* _WHAT IS BEING ASKED_
Repeat the following lines exactly and nothing else: the line containing "like (64, 215)." and each line after it through the end of the listing.

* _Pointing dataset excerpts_
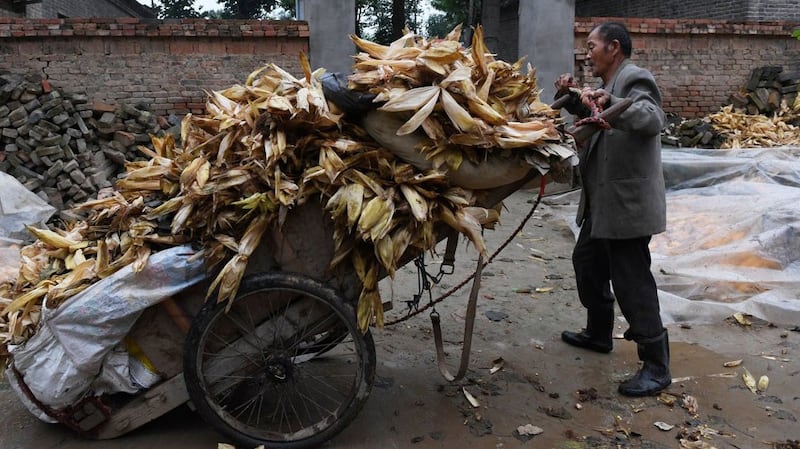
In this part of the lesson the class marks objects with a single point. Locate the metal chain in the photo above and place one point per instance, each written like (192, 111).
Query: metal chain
(433, 302)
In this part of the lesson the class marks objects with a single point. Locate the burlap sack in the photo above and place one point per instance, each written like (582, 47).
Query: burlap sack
(494, 172)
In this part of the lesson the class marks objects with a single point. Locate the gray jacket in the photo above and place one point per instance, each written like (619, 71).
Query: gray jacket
(620, 168)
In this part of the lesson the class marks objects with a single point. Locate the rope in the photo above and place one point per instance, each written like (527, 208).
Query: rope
(594, 118)
(488, 261)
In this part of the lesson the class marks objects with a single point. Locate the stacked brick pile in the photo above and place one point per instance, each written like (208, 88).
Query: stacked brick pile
(61, 146)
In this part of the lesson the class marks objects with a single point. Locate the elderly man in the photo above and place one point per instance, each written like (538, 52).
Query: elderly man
(622, 205)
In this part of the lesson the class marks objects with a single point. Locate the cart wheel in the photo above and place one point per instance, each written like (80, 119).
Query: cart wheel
(285, 367)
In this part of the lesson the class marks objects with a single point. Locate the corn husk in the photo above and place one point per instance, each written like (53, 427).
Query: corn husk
(273, 143)
(756, 131)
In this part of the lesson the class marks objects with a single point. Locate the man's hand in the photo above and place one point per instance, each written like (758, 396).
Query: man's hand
(596, 96)
(563, 84)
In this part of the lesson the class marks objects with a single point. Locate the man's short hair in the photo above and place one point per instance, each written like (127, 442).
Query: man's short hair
(610, 31)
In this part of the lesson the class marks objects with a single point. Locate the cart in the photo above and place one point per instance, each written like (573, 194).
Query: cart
(283, 365)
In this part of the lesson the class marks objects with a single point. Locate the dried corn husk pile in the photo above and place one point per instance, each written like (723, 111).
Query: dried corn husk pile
(274, 143)
(756, 131)
(467, 103)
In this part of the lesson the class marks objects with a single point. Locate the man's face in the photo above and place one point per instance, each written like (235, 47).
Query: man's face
(599, 56)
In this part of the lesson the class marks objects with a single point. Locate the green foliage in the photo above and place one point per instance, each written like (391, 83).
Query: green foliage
(177, 9)
(374, 19)
(252, 9)
(230, 9)
(453, 12)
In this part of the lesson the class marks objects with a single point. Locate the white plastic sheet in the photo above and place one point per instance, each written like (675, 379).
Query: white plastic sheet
(18, 207)
(77, 349)
(731, 245)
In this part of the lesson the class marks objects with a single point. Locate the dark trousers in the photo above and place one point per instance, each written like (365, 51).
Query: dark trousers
(623, 264)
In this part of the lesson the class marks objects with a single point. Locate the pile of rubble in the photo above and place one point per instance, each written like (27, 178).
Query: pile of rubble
(765, 111)
(63, 147)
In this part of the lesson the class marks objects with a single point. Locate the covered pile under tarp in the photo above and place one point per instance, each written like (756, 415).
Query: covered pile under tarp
(275, 143)
(732, 242)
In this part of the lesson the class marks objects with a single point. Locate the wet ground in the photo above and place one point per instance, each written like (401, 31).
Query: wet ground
(527, 298)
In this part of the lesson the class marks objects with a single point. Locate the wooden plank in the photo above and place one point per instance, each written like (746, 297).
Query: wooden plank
(146, 407)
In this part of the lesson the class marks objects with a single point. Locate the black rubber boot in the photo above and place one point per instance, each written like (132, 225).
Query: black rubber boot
(654, 374)
(597, 335)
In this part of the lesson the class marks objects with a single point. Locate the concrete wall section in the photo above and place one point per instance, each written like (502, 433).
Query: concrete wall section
(546, 37)
(167, 65)
(332, 21)
(699, 64)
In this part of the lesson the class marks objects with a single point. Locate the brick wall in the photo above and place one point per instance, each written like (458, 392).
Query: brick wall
(698, 64)
(165, 64)
(760, 10)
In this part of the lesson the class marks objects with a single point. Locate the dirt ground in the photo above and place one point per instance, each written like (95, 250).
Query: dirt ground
(527, 298)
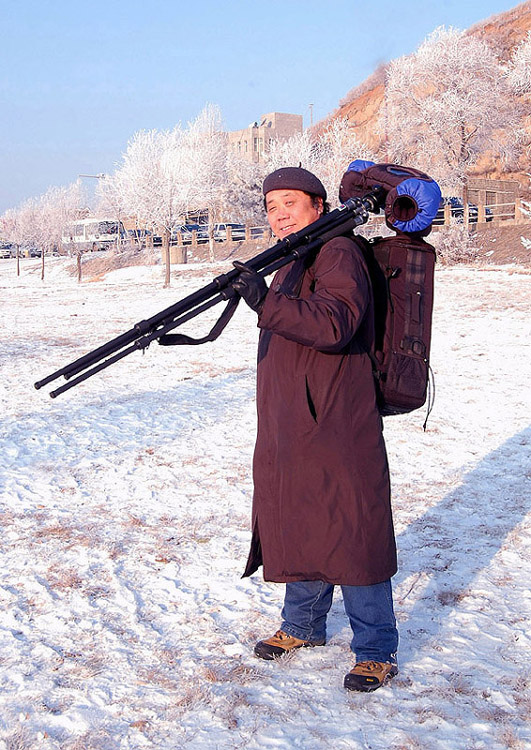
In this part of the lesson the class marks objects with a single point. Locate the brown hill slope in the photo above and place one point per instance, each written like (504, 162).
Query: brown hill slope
(362, 104)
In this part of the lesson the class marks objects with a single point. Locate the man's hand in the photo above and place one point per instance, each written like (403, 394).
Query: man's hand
(250, 285)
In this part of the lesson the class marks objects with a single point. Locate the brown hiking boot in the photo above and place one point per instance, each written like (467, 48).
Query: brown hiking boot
(367, 676)
(280, 643)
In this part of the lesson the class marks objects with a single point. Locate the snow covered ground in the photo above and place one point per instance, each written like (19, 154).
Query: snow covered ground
(125, 526)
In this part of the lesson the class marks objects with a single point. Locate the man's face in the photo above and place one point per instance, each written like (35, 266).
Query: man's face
(290, 210)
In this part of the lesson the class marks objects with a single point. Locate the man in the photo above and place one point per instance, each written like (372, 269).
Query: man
(321, 506)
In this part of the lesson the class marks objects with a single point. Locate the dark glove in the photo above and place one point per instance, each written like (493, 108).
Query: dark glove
(250, 285)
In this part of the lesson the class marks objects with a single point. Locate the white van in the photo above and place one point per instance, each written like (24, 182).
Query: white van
(92, 234)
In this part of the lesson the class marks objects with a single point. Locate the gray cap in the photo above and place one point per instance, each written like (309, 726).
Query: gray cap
(294, 178)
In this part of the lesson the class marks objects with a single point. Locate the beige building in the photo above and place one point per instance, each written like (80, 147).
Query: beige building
(254, 141)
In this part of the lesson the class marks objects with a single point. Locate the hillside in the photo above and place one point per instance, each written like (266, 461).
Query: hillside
(362, 104)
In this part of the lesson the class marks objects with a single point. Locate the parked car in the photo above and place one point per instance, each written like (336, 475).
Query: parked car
(237, 231)
(187, 230)
(457, 211)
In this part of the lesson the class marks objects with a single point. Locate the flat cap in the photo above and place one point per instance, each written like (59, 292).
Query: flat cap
(294, 178)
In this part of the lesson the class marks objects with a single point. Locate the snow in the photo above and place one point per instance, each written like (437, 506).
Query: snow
(125, 528)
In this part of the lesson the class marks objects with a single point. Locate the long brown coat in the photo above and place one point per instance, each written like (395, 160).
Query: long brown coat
(321, 507)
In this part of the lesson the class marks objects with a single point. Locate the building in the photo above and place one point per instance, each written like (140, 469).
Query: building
(254, 141)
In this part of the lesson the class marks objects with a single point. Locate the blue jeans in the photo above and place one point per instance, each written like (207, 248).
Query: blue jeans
(368, 608)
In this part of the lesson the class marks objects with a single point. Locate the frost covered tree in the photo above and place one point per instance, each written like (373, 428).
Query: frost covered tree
(519, 71)
(154, 182)
(336, 147)
(446, 104)
(40, 221)
(206, 148)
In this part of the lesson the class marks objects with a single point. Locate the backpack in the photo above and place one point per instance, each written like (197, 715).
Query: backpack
(401, 270)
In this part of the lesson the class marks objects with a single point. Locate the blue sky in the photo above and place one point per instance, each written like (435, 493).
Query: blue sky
(78, 78)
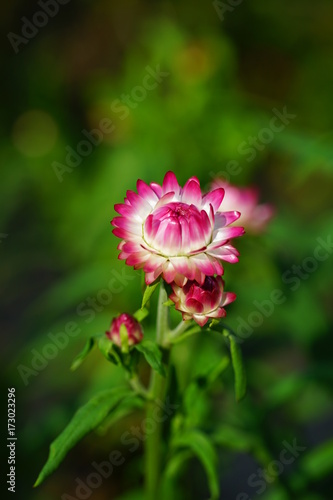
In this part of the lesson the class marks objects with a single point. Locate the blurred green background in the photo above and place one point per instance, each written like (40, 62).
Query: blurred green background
(223, 74)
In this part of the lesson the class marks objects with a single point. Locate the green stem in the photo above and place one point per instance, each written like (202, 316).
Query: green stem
(179, 330)
(153, 444)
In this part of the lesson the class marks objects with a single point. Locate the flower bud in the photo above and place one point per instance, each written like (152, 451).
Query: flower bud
(201, 302)
(125, 331)
(254, 216)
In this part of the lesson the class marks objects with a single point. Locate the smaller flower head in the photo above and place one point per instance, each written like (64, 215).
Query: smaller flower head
(201, 302)
(125, 329)
(254, 217)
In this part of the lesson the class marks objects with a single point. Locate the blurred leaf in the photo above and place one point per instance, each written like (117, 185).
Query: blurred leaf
(87, 418)
(83, 354)
(237, 364)
(173, 469)
(141, 314)
(150, 289)
(125, 408)
(202, 448)
(187, 333)
(152, 354)
(109, 350)
(169, 303)
(318, 462)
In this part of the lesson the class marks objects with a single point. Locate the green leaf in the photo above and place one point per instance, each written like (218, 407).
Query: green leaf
(186, 334)
(319, 461)
(150, 289)
(87, 418)
(169, 303)
(173, 469)
(141, 314)
(125, 407)
(238, 367)
(236, 439)
(83, 354)
(215, 371)
(202, 448)
(109, 350)
(153, 355)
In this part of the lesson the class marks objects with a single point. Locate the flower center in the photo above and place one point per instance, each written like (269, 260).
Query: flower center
(177, 229)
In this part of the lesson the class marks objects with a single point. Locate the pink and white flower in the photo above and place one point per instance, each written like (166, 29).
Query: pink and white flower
(175, 232)
(129, 325)
(201, 302)
(254, 217)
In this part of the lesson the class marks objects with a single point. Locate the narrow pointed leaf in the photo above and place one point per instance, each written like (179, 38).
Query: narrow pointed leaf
(202, 448)
(238, 367)
(83, 354)
(153, 355)
(141, 314)
(87, 418)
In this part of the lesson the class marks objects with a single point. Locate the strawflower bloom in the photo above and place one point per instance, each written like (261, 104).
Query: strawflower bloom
(254, 217)
(175, 232)
(126, 323)
(201, 302)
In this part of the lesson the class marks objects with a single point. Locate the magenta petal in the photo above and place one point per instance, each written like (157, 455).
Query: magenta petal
(194, 306)
(214, 198)
(228, 297)
(200, 319)
(226, 233)
(138, 203)
(156, 188)
(170, 183)
(192, 193)
(169, 272)
(225, 218)
(147, 192)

* _SOLUTION TO THE EXERCISE_
In this part of the lesson the class marks objects with a single point. Locate the smaller flower head in the photo above and place one point per instance, each written like (64, 215).
Query: smaller flower head
(201, 302)
(125, 329)
(254, 217)
In this part of the lesson the class marks objects with a single point. Locate the blurred leaf in the photo above and place one point per instance, each written like (117, 185).
Query: blurred leaf
(87, 418)
(83, 354)
(237, 364)
(173, 469)
(141, 314)
(150, 289)
(125, 408)
(202, 448)
(187, 333)
(152, 354)
(109, 350)
(169, 303)
(318, 462)
In this part of the lesson the class marks objects with a single point. Locate the green leaf in the photo above and place one point per instance, each written like (218, 407).
Query: green leaf
(186, 334)
(319, 461)
(150, 289)
(87, 418)
(169, 303)
(173, 469)
(141, 314)
(125, 407)
(238, 367)
(236, 439)
(83, 354)
(215, 371)
(202, 448)
(109, 350)
(153, 355)
In this part of the lesson the class marks objects with a single point. Locate the flower center in the photo above and place one point per instance, each written like (269, 260).
Query: flower center
(177, 229)
In this part of the lesson the class marks objects with a single point. Locate the pink and white flower in the photo above and place one point per instance, each written like (166, 29).
Query: pink and white flower
(175, 232)
(129, 325)
(201, 302)
(254, 217)
In this part of the lesson the class marks objects with a single point. Locate the narrow pointed leaf in the photo above and place one point per instance, each written like (179, 38).
Query: narrow pointed leaf
(202, 448)
(238, 367)
(83, 354)
(153, 355)
(141, 314)
(87, 418)
In this part of the lesson the class marks objects with a single point. Locate the strawflower bloom in the photo above and place one point per instance, each written like (261, 104).
Query: strawflower bloom
(254, 217)
(175, 232)
(126, 323)
(201, 302)
In this part of the lesson the class marks objects with a single point. Locate the magenta petal in the photo above and place one point per instance, each written like (157, 455).
Query: magenta petal
(194, 306)
(214, 198)
(228, 297)
(200, 319)
(226, 233)
(138, 203)
(156, 188)
(170, 183)
(192, 193)
(169, 272)
(225, 218)
(147, 192)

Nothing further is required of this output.